===== QUOTED PASSAGE

Jamaica Cares travel insurance to come on stream in the first quarter of 2021.
Tourism Minister Edmund Bartlett has disclosed that Jamaica is anticipating as much as a 40 per cent increase in visitor arrivals for the winter tourist season, which officially starts today.
In a statement to Parliament this afternoon (December 15) Bartlett argued that this 40 per cent increase over last year is very much achievable given the preceding periods of massive downturn caused by the global pandemic. Declaring that this increase “augurs well for the 70 per cent of our furloughed tourism workers, who are still off the job,” Bartlett expressed confidence that the sector will rebound, as it has done many times before.
“I will remind you that tourism has been the most resilient sector of the national economy over the past 30 years, having expanded by 36 per cent against total cumulative economic growth of 10 per cent,” the tourism minister told members of parliament attending today’s meeting of the House of Representatives.

==========
===== ENTRIES PROVIDED

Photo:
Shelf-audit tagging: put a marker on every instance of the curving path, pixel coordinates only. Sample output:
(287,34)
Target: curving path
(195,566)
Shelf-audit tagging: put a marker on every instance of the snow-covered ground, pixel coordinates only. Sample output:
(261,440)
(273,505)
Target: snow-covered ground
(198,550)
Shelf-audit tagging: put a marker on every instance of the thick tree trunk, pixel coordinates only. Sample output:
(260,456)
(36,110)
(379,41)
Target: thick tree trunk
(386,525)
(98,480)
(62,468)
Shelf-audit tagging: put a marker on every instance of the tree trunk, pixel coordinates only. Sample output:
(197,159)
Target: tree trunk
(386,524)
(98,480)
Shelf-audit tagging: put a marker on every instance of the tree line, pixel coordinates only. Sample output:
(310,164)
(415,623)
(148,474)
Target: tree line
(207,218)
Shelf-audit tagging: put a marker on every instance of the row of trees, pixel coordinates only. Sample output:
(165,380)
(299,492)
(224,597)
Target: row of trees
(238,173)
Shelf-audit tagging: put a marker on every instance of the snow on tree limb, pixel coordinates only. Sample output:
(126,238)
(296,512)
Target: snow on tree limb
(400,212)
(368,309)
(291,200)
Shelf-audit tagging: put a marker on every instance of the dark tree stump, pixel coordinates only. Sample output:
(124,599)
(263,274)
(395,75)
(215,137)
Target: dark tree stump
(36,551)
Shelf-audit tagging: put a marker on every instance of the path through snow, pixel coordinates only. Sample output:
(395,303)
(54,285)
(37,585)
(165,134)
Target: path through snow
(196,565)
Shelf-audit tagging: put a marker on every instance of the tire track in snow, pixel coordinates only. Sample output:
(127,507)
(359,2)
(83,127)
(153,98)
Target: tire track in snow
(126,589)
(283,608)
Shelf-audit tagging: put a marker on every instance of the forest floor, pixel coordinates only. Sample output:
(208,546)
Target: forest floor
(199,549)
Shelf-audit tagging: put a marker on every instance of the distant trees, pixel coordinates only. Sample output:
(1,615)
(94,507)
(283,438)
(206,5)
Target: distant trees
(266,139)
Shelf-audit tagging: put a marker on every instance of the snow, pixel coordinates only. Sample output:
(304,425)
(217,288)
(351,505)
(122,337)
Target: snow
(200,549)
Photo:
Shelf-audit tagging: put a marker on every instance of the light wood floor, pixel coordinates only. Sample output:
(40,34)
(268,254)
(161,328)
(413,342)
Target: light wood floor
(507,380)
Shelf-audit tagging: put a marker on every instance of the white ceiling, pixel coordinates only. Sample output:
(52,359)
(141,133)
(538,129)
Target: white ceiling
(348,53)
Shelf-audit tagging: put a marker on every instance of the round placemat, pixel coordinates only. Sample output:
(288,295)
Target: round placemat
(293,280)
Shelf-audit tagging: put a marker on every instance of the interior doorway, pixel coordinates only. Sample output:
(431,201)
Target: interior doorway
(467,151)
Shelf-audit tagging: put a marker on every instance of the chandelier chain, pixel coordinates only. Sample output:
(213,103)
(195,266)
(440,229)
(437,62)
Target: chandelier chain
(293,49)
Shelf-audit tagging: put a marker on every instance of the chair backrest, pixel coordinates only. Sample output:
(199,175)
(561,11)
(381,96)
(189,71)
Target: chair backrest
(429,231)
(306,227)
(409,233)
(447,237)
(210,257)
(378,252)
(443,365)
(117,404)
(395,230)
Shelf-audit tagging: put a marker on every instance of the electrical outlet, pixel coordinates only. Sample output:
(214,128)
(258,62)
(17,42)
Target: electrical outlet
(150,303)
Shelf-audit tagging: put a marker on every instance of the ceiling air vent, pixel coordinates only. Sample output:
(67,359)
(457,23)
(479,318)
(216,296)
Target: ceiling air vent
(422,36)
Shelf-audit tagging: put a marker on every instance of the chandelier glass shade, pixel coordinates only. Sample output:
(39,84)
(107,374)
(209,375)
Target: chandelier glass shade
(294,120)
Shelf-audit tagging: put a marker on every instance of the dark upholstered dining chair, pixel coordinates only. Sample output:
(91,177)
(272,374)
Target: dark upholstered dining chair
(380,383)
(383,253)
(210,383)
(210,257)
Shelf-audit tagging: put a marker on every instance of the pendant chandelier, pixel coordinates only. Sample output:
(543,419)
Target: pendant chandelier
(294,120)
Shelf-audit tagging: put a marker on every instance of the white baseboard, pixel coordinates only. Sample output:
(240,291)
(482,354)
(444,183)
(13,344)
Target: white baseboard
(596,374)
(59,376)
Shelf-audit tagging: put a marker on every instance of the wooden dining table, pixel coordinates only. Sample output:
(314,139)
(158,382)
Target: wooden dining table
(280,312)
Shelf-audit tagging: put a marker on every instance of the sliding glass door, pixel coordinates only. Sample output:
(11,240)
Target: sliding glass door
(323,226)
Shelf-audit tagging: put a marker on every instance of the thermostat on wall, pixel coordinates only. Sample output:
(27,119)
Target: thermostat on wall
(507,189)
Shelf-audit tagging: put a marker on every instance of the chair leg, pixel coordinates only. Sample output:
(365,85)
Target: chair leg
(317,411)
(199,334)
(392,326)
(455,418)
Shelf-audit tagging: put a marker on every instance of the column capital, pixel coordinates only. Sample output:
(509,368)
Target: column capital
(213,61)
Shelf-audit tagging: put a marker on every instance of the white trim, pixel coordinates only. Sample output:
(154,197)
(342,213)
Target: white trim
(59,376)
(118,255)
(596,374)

==========

• [TASK 1]
Using the tourism news item, mark each statement yes or no, quoting the words that settle it: (a) Jamaica expects up to a 40 per cent rise in visitor arrivals for the winter tourist season. (b) Most of the furloughed tourism workers are back on the job. (c) Over the past 30 years, tourism grew by 10 per cent.
• [TASK 2]
Write the next paragraph of the tourism news item, picking up after its final sentence.
These entries have nothing to do with the tourism news item.

• [YOUR RESPONSE 1]
(a) Yes: "anticipating as much as a 40 per cent increase in visitor arrivals for the winter tourist season"
(b) No: "the 70 per cent of our furloughed tourism workers, who are still off the job"
(c) No: "having expanded by 36 per cent against total cumulative economic growth of 10 per cent"

• [YOUR RESPONSE 2]
Robust tourist arrivals since sector reopened
He pointed to preliminary figures from the Jamaica Tourist Board indicating that, between the June 15 reopening of the tourism sector and December 14, some 317,701 passengers arrived in the island, while the sector has earned more than US$450 million. The JTB is currently maintaining strong engagement with tour operators and airline companies to drive bookings for the winter season.
Bartlett disclosed that Jamaica Cares, which is a ground-breaking travel protection and emergency services programme, should come on stream in the first quarter of 2021. Jamaica Cares provides visitors with cost of medical care, evacuations, field rescue, case management and patient advocacy in all circumstances up to and including natural disasters.
As it relates to COVID-19, the protection plan also covers testing for symptomatic travellers, quarantine/isolation in a medical facility or sanctioned quarantine facilities and evacuation, if necessary. When implemented, Jamaica Cares is expected to position Jamaica as one of the most COVID-resilient countries in the world.
Final arrangements being made for Jamaica Cares
The tourism minister told the House of Representatives that Jamaica is currently in discussions with the airlines to finalise arrangements for the travel insurance programme.
He contended that this new framework would considerably lessen the burden on the local health system and ensure that Jamaicans are not deprived of well-needed health resources.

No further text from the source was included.